- _EXTRACTED RECORDS_:

________________

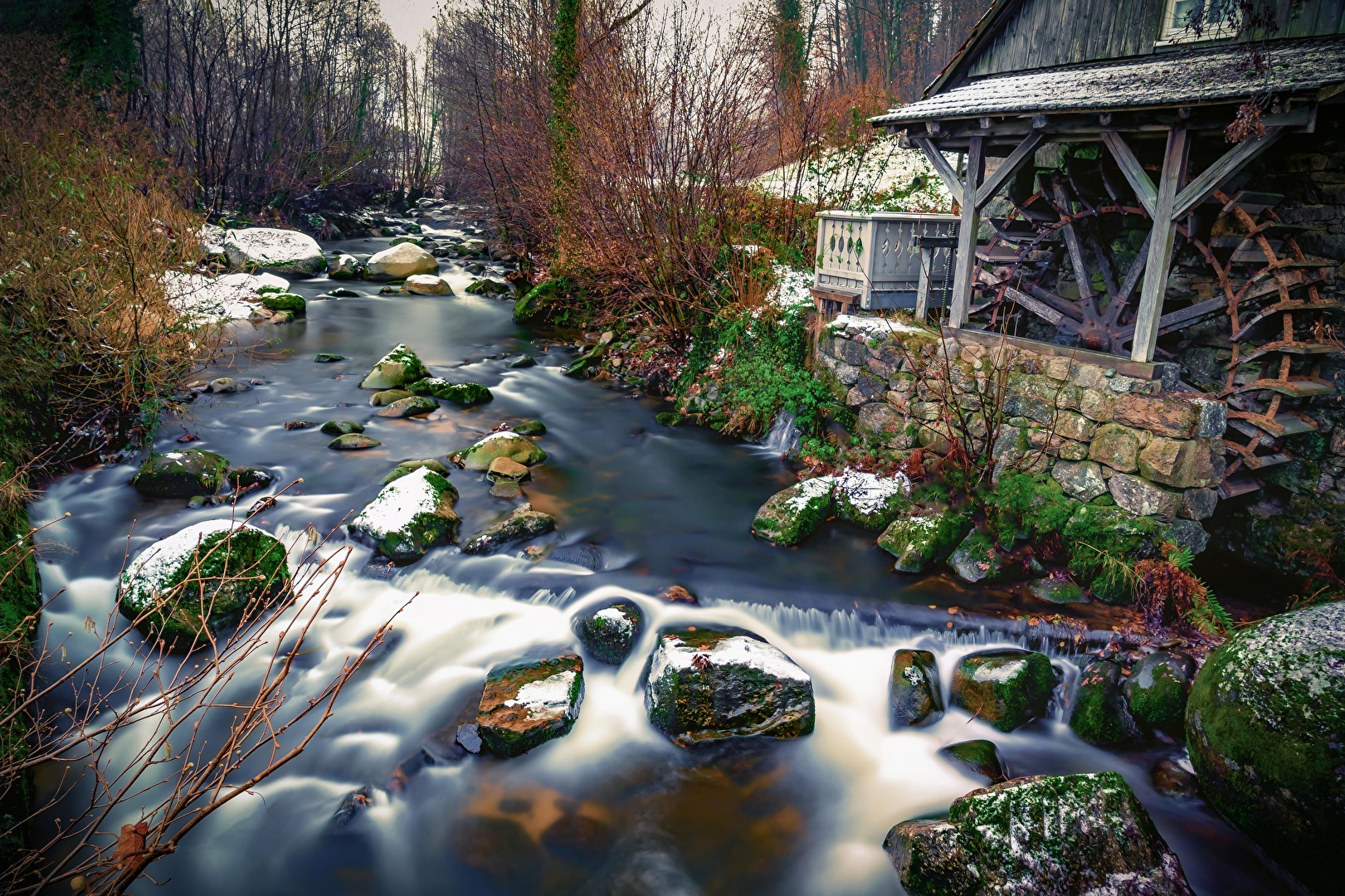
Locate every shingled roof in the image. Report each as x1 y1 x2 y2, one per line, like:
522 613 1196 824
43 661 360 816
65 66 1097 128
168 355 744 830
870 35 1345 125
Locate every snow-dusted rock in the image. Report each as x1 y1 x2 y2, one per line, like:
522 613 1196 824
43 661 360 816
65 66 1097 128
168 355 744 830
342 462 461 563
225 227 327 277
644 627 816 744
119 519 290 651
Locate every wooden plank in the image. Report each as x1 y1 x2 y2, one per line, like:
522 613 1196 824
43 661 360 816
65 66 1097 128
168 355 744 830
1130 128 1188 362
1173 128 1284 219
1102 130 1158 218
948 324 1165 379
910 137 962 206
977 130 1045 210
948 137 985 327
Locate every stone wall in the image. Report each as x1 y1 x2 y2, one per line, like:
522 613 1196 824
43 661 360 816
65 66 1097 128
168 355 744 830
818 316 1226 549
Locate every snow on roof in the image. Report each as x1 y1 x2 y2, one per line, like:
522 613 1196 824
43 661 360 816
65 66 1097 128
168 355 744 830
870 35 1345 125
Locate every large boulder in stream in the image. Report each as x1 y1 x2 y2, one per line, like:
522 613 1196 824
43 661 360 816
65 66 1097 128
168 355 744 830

________________

- _WHAT TO WORK ON_:
Please write out all of the data above word for word, without the pictures.

- _SOLUTION FOR THIS EXERCISE_:
Locate every shingled roof in the image. Report each as x1 y1 x2 y2, one per line, like:
522 613 1196 824
43 661 360 816
65 66 1097 128
168 355 744 830
870 35 1345 125
Locate every snow-dusted rock in the image. Report each as x1 y1 x2 y2, one per line, like:
522 613 1196 824
43 661 360 816
65 66 1097 128
168 355 744 830
342 462 461 563
225 227 327 277
644 627 816 744
119 519 290 651
Locate every wooden plank in the image. Report each as x1 y1 x2 y2, one per line, like:
522 613 1196 824
43 661 360 816
65 66 1097 128
168 355 744 830
1130 128 1188 362
1173 128 1284 219
1102 130 1158 218
948 324 1165 379
910 137 962 206
977 130 1045 210
948 137 985 327
Locate every stone wall in the image. Report each as x1 y1 x2 y2, one per line, like:
522 613 1196 824
43 661 360 816
65 66 1097 128
168 355 744 830
818 316 1226 549
Locate every snow on roof in the image. Report each as x1 y1 x2 y2, one per line, like:
522 613 1196 824
43 661 360 816
65 66 1097 128
168 355 744 830
870 35 1345 125
Locate every large boulder in stream in the image. Report each as x1 y1 x2 y2, one per line, like:
522 613 1196 824
43 661 360 816
65 66 1097 128
168 355 744 830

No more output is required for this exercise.